[START OF RECORDS FOR THE EXERCISE]

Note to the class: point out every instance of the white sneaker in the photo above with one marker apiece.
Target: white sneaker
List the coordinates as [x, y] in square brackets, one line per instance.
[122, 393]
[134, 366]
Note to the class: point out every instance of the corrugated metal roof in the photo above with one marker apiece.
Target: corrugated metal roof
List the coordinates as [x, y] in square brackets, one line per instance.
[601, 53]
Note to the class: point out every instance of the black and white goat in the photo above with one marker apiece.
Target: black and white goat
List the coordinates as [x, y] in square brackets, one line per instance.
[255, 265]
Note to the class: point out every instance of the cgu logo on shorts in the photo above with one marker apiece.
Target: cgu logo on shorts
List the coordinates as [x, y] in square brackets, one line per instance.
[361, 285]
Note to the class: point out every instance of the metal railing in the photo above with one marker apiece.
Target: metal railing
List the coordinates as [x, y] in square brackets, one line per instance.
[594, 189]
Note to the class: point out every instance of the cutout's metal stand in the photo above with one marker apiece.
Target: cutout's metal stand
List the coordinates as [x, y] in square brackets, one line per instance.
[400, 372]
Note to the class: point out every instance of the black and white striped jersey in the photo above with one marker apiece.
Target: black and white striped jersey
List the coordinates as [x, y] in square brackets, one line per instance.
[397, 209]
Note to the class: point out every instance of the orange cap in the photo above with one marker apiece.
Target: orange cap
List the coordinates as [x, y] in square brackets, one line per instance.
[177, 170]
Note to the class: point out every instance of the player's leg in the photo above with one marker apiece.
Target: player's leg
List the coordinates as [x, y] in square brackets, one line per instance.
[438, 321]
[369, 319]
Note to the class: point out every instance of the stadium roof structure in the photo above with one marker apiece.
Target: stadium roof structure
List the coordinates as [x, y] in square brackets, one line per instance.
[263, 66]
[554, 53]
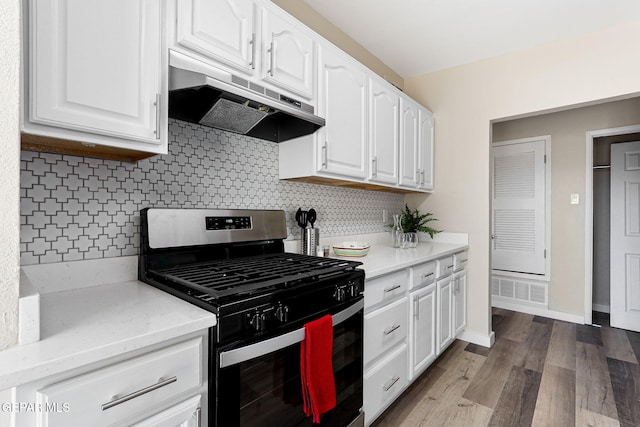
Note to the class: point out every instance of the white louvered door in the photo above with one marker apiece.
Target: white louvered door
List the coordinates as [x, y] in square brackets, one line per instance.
[518, 202]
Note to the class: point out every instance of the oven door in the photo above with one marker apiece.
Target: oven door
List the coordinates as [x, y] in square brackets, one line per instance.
[259, 384]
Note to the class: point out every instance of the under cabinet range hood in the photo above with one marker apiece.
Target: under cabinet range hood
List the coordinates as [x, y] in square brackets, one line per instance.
[199, 93]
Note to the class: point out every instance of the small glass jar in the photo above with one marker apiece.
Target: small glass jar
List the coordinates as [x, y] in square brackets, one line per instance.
[409, 240]
[396, 232]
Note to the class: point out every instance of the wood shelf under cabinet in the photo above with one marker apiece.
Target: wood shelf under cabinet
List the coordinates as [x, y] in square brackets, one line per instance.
[45, 144]
[350, 184]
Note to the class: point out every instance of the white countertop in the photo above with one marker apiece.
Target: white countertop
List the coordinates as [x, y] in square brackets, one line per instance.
[383, 258]
[91, 324]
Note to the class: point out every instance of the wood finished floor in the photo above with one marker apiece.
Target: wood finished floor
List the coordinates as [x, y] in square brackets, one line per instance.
[540, 372]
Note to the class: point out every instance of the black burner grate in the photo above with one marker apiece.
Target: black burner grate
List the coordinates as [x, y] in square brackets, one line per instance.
[231, 277]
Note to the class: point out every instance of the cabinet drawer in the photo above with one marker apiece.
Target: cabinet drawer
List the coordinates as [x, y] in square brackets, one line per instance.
[384, 329]
[384, 383]
[445, 267]
[118, 392]
[423, 274]
[384, 289]
[460, 261]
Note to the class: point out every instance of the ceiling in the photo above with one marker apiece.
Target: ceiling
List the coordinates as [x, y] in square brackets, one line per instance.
[415, 37]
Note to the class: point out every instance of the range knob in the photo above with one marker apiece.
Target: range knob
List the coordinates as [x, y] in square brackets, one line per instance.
[340, 293]
[353, 289]
[282, 313]
[258, 318]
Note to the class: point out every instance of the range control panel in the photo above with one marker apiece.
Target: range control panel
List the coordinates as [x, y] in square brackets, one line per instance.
[228, 222]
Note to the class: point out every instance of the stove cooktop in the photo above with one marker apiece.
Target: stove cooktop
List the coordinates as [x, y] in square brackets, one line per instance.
[220, 279]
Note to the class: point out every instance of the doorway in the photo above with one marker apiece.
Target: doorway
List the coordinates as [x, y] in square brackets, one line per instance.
[598, 236]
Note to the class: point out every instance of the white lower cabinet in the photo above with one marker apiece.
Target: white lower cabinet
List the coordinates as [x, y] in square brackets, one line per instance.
[184, 414]
[384, 329]
[165, 387]
[445, 310]
[422, 325]
[384, 382]
[459, 302]
[411, 317]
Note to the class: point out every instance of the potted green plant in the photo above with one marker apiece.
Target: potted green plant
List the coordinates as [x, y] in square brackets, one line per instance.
[411, 222]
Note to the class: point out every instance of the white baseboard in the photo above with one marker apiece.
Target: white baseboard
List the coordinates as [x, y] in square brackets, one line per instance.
[557, 315]
[601, 308]
[477, 338]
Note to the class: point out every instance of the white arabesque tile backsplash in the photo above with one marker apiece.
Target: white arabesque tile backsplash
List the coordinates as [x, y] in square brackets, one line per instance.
[75, 208]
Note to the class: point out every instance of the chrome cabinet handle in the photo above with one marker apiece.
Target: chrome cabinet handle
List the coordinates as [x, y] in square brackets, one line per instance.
[391, 329]
[118, 400]
[271, 59]
[391, 383]
[252, 45]
[324, 155]
[157, 105]
[391, 289]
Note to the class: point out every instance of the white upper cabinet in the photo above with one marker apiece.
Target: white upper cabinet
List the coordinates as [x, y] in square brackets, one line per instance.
[342, 101]
[95, 72]
[384, 132]
[409, 140]
[287, 56]
[416, 146]
[425, 148]
[224, 30]
[254, 38]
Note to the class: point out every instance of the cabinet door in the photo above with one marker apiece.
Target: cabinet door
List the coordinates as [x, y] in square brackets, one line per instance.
[384, 106]
[423, 329]
[425, 149]
[223, 30]
[287, 58]
[95, 66]
[459, 298]
[184, 414]
[409, 140]
[445, 301]
[342, 101]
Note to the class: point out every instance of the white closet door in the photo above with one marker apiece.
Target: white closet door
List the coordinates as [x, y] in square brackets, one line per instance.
[518, 217]
[625, 236]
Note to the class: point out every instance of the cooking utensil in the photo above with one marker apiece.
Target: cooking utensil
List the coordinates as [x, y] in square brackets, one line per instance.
[301, 218]
[312, 217]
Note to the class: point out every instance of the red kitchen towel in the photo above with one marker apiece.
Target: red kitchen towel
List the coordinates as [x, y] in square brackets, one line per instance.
[316, 368]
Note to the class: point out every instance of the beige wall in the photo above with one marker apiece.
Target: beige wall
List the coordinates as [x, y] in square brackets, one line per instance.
[9, 171]
[568, 160]
[466, 99]
[304, 13]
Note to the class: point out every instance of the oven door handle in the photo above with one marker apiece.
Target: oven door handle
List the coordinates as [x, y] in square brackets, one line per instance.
[242, 354]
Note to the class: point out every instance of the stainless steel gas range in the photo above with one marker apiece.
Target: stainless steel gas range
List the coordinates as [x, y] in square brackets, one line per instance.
[233, 263]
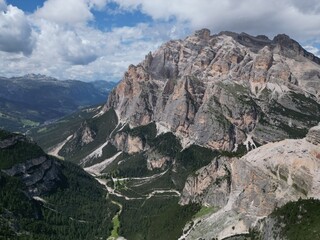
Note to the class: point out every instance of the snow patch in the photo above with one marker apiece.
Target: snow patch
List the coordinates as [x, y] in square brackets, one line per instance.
[276, 88]
[103, 111]
[99, 167]
[55, 150]
[39, 199]
[95, 154]
[161, 128]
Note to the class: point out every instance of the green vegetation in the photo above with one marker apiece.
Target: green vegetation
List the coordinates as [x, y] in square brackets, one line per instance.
[156, 218]
[299, 220]
[18, 153]
[77, 209]
[50, 135]
[204, 211]
[101, 126]
[55, 99]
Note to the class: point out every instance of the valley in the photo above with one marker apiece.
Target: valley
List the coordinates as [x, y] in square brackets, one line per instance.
[209, 137]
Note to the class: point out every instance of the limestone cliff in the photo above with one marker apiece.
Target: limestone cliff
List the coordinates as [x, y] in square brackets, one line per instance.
[220, 90]
[265, 178]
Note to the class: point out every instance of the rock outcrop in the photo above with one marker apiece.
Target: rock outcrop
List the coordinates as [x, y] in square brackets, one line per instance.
[313, 135]
[265, 178]
[216, 90]
[41, 175]
[210, 185]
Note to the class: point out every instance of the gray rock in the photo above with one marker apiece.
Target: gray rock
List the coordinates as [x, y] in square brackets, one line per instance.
[313, 135]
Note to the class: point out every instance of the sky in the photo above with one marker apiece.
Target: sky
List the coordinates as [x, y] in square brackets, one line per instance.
[98, 39]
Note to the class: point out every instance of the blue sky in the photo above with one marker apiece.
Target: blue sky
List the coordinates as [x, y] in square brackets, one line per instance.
[99, 39]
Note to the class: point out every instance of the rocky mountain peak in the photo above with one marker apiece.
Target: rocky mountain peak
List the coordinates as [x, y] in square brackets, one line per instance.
[218, 90]
[313, 135]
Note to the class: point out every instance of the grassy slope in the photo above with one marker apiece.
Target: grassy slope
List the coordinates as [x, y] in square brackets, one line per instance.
[78, 209]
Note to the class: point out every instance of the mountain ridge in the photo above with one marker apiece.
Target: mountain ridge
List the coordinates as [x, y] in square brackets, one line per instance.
[185, 124]
[34, 99]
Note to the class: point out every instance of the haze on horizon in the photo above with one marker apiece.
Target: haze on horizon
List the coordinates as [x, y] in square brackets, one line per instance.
[99, 39]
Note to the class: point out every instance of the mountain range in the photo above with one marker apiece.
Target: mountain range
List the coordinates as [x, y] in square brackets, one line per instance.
[31, 100]
[209, 137]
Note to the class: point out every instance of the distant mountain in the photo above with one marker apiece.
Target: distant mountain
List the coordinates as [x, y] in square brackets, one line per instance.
[42, 197]
[32, 99]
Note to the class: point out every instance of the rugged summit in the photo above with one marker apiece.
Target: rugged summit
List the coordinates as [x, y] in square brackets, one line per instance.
[221, 90]
[219, 121]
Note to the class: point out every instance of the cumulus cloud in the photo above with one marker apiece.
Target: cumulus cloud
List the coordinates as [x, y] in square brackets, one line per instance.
[69, 12]
[68, 46]
[16, 33]
[3, 5]
[294, 17]
[313, 49]
[61, 11]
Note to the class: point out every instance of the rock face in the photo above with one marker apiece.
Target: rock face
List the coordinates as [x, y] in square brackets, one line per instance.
[210, 185]
[263, 179]
[217, 90]
[41, 175]
[313, 135]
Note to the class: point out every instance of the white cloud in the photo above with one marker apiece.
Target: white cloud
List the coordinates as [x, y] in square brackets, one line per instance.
[58, 41]
[3, 5]
[295, 17]
[69, 12]
[313, 49]
[15, 31]
[62, 11]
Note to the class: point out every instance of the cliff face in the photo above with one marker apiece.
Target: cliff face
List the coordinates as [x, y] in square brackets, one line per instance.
[20, 157]
[219, 91]
[177, 123]
[265, 178]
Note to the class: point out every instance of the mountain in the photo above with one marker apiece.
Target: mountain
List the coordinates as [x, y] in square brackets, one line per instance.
[32, 99]
[44, 198]
[208, 133]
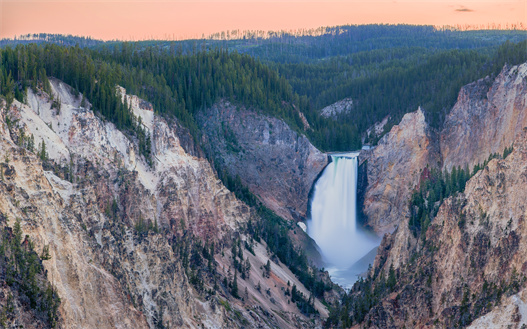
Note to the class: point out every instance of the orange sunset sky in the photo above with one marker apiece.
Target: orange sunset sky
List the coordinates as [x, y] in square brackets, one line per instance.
[177, 19]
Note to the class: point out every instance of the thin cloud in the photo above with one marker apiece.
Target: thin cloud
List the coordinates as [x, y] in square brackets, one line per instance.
[464, 9]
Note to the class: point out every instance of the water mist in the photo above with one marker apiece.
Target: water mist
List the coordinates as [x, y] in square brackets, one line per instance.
[333, 224]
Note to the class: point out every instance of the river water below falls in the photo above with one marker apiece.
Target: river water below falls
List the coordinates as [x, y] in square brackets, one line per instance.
[347, 249]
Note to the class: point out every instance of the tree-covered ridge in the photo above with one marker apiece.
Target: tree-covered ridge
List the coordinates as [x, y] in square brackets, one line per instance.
[392, 82]
[389, 81]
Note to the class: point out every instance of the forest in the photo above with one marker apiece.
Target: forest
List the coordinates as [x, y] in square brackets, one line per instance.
[386, 74]
[387, 71]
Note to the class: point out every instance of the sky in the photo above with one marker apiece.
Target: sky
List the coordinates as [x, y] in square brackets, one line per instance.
[183, 19]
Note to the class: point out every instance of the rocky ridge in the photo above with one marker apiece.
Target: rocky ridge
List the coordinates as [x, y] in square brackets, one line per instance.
[487, 117]
[394, 168]
[471, 261]
[119, 231]
[341, 107]
[274, 162]
[469, 267]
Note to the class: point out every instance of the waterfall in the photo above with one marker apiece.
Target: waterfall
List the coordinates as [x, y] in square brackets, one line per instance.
[333, 223]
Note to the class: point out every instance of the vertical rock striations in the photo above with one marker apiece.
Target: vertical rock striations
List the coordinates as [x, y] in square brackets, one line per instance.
[394, 168]
[132, 244]
[487, 118]
[277, 164]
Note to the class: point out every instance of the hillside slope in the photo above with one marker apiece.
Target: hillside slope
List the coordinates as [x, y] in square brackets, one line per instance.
[134, 245]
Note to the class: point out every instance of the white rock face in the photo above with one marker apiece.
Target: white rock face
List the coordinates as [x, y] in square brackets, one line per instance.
[343, 106]
[487, 118]
[394, 169]
[107, 276]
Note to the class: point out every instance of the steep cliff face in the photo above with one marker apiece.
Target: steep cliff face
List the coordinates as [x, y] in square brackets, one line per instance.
[394, 168]
[276, 163]
[472, 259]
[130, 243]
[488, 116]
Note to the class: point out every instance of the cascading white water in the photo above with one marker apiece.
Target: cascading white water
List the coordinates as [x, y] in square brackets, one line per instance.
[333, 223]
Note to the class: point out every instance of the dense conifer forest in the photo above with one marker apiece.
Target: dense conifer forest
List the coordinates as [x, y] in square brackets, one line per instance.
[386, 70]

[END OF RECORDS FOR THE EXERCISE]

◆ **WORK TO DO**
Copy out exactly the lines running from the line with "Note to the class: point out every instance of the cascading" to the end of the records, inclusive.

◆ **CORRECT RESULT**
Note to the class: point out every instance of the cascading white water in the photo above with one marker apiece.
Target: cascading white water
List the coordinates as [x, y] in square brackets, one line per instance.
[333, 223]
Note to the class: point out every instance of the dense conifer forest in the photo above with one marker apiece.
Target: dense conifer forest
List the coordinates as [x, y] in square brackets, one line per instance.
[386, 70]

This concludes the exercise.